Exercise brief: Reading the records below, find how many lines include the word "olive" and give that number alone.

Input data:
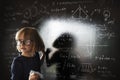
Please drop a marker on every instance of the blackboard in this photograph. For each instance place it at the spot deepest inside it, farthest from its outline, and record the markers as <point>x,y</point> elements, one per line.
<point>102,64</point>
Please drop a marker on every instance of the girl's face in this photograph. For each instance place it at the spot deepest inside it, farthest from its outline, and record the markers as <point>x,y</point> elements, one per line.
<point>24,46</point>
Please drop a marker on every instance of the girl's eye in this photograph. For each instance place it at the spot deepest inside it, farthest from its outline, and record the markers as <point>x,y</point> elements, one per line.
<point>23,42</point>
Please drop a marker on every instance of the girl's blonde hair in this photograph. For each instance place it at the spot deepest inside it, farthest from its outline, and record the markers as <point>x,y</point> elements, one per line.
<point>33,35</point>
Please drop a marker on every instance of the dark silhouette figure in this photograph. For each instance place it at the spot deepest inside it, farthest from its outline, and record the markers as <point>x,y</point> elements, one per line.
<point>67,63</point>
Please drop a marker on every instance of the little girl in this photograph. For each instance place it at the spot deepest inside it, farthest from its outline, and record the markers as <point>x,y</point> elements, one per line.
<point>29,44</point>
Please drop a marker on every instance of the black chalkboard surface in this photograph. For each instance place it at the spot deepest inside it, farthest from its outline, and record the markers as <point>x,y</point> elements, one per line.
<point>95,25</point>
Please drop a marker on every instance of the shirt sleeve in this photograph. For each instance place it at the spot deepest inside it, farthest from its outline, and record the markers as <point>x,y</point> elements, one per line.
<point>17,70</point>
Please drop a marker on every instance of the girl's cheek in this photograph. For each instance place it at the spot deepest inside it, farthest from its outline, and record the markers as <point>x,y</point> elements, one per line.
<point>18,48</point>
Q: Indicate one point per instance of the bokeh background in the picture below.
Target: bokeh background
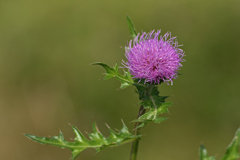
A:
(46, 80)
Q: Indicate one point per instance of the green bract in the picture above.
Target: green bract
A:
(96, 140)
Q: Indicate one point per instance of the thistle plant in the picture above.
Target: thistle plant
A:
(151, 59)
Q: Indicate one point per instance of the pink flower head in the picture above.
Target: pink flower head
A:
(154, 58)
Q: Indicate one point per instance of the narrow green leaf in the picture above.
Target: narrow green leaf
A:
(126, 79)
(131, 27)
(96, 140)
(232, 152)
(152, 115)
(203, 154)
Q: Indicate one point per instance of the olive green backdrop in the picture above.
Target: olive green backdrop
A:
(46, 80)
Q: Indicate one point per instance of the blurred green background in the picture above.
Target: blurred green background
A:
(46, 80)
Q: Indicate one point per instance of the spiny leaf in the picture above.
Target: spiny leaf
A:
(126, 79)
(152, 115)
(131, 27)
(232, 152)
(96, 140)
(203, 154)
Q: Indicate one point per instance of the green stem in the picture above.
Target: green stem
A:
(134, 150)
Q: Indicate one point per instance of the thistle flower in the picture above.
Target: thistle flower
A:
(152, 58)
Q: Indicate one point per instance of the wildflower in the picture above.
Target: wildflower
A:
(153, 58)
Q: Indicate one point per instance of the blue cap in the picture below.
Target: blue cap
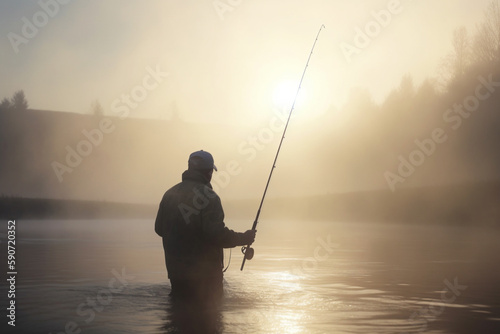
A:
(201, 160)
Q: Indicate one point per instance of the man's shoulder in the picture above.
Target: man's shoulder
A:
(190, 187)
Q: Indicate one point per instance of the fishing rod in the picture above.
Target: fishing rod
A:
(248, 251)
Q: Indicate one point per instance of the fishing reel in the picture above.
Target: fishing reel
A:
(248, 252)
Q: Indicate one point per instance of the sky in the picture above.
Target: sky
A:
(229, 61)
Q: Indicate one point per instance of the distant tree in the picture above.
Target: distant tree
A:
(461, 52)
(5, 105)
(455, 64)
(486, 45)
(18, 101)
(406, 87)
(96, 108)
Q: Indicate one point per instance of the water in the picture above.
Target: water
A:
(306, 277)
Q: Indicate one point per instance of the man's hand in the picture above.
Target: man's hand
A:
(249, 237)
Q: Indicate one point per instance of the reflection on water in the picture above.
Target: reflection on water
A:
(109, 277)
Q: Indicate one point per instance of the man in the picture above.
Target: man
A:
(191, 222)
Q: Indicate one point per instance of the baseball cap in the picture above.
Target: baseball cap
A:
(201, 160)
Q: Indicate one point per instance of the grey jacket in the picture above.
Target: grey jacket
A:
(191, 221)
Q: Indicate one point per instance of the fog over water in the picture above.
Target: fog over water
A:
(383, 211)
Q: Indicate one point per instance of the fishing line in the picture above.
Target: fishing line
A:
(248, 251)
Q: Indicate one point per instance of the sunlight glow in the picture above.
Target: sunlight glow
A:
(284, 94)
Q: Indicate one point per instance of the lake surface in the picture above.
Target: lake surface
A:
(108, 276)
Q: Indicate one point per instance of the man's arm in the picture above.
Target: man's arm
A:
(216, 231)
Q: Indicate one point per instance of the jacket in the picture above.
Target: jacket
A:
(190, 220)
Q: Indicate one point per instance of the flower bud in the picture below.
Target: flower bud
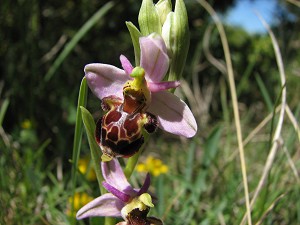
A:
(149, 20)
(163, 7)
(175, 33)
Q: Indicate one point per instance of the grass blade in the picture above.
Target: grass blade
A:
(82, 99)
(3, 109)
(90, 127)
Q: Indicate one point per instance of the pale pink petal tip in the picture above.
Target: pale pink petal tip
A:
(173, 115)
(161, 86)
(105, 205)
(126, 64)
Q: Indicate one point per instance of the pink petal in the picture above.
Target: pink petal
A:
(105, 205)
(161, 86)
(154, 58)
(105, 80)
(173, 114)
(145, 186)
(114, 175)
(126, 64)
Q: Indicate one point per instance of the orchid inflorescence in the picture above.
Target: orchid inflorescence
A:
(137, 100)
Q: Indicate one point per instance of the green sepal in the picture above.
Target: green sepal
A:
(176, 35)
(90, 127)
(149, 20)
(135, 35)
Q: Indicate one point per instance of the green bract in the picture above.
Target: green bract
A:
(173, 26)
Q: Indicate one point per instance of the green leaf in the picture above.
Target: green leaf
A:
(82, 99)
(177, 37)
(148, 18)
(90, 127)
(135, 35)
(3, 109)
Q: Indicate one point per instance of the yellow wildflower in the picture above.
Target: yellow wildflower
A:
(152, 165)
(86, 169)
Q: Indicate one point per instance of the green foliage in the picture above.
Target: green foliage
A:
(203, 185)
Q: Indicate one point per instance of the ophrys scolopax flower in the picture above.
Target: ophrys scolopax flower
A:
(123, 200)
(139, 97)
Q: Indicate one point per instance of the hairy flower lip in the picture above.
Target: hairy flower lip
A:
(173, 115)
(111, 204)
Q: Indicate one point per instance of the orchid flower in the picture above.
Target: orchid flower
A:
(123, 200)
(173, 115)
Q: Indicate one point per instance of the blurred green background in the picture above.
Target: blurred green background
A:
(38, 110)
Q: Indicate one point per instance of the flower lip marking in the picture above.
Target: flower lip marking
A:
(119, 133)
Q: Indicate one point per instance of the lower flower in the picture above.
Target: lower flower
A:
(123, 200)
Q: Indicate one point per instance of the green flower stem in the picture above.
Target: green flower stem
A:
(82, 99)
(90, 127)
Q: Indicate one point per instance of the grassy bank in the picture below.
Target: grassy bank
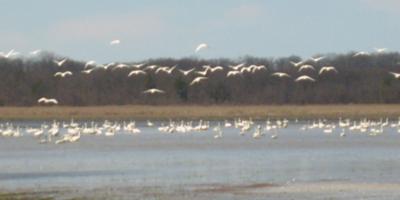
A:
(207, 112)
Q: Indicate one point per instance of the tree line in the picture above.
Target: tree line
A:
(360, 79)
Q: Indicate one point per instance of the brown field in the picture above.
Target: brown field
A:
(206, 112)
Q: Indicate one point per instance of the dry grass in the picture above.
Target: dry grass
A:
(208, 112)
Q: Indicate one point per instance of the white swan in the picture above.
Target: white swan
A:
(200, 47)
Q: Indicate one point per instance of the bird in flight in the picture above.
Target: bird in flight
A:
(304, 78)
(186, 72)
(326, 69)
(136, 72)
(361, 53)
(60, 62)
(380, 50)
(233, 73)
(317, 59)
(198, 80)
(296, 64)
(200, 47)
(115, 42)
(305, 67)
(281, 75)
(35, 52)
(89, 63)
(45, 100)
(63, 74)
(153, 91)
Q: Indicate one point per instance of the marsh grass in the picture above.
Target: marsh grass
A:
(205, 112)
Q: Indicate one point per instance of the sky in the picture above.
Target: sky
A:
(83, 29)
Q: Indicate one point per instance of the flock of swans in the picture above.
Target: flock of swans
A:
(198, 76)
(69, 132)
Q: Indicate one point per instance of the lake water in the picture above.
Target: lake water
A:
(196, 160)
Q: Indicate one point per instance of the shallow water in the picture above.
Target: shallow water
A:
(152, 158)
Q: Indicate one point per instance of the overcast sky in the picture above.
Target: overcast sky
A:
(82, 29)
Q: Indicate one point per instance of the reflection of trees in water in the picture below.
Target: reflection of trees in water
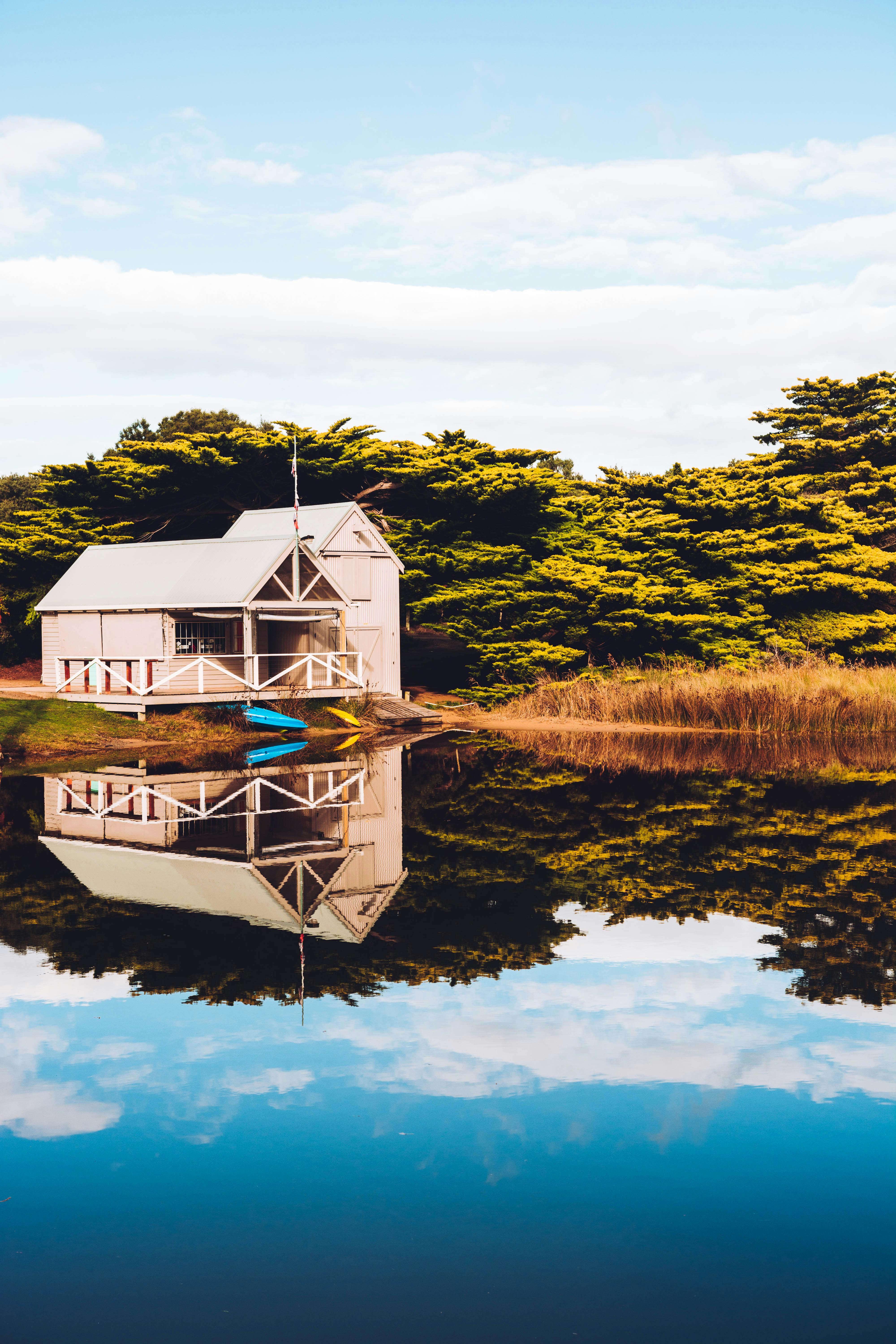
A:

Exercise output: 2